Data excerpts
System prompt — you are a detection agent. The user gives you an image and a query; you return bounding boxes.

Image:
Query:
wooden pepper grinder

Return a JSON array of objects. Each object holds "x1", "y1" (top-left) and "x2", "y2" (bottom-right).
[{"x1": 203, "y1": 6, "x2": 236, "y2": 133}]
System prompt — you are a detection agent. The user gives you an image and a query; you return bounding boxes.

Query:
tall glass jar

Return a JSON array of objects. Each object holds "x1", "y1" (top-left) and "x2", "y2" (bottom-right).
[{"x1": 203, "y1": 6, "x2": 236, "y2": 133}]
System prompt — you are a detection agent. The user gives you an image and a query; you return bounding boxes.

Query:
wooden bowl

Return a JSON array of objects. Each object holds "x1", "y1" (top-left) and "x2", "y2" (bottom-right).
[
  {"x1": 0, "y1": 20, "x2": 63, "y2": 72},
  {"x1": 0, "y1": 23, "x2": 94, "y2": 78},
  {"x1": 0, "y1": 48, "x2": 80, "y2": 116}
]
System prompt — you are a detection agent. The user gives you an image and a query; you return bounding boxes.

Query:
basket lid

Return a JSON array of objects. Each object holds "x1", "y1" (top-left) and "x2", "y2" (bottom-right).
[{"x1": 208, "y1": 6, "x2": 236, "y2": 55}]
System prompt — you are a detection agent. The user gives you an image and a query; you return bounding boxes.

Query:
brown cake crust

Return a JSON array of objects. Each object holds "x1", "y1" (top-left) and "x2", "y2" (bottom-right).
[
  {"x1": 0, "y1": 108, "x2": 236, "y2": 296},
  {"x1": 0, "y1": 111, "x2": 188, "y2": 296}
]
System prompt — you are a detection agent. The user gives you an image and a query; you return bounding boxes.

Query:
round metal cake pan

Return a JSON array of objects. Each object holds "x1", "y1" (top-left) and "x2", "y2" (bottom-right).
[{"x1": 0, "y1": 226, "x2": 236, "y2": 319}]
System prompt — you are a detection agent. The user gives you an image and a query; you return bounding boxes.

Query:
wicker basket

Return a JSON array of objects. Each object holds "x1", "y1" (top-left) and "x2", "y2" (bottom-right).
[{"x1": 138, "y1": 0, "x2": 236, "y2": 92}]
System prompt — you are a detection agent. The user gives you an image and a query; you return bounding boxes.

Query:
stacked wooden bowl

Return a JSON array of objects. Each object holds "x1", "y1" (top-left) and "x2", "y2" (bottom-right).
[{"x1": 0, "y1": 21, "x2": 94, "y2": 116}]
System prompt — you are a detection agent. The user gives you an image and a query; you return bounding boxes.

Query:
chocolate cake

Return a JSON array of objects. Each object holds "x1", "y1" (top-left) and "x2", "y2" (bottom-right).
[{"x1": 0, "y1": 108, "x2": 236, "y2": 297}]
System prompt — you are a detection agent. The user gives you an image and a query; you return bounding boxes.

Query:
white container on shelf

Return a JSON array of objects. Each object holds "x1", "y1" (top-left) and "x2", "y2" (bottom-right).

To be done
Show each line of the material above that contains the word "wooden". Count only matches with the same capitalization.

Answer below
wooden pepper grinder
wooden bowl
stacked wooden bowl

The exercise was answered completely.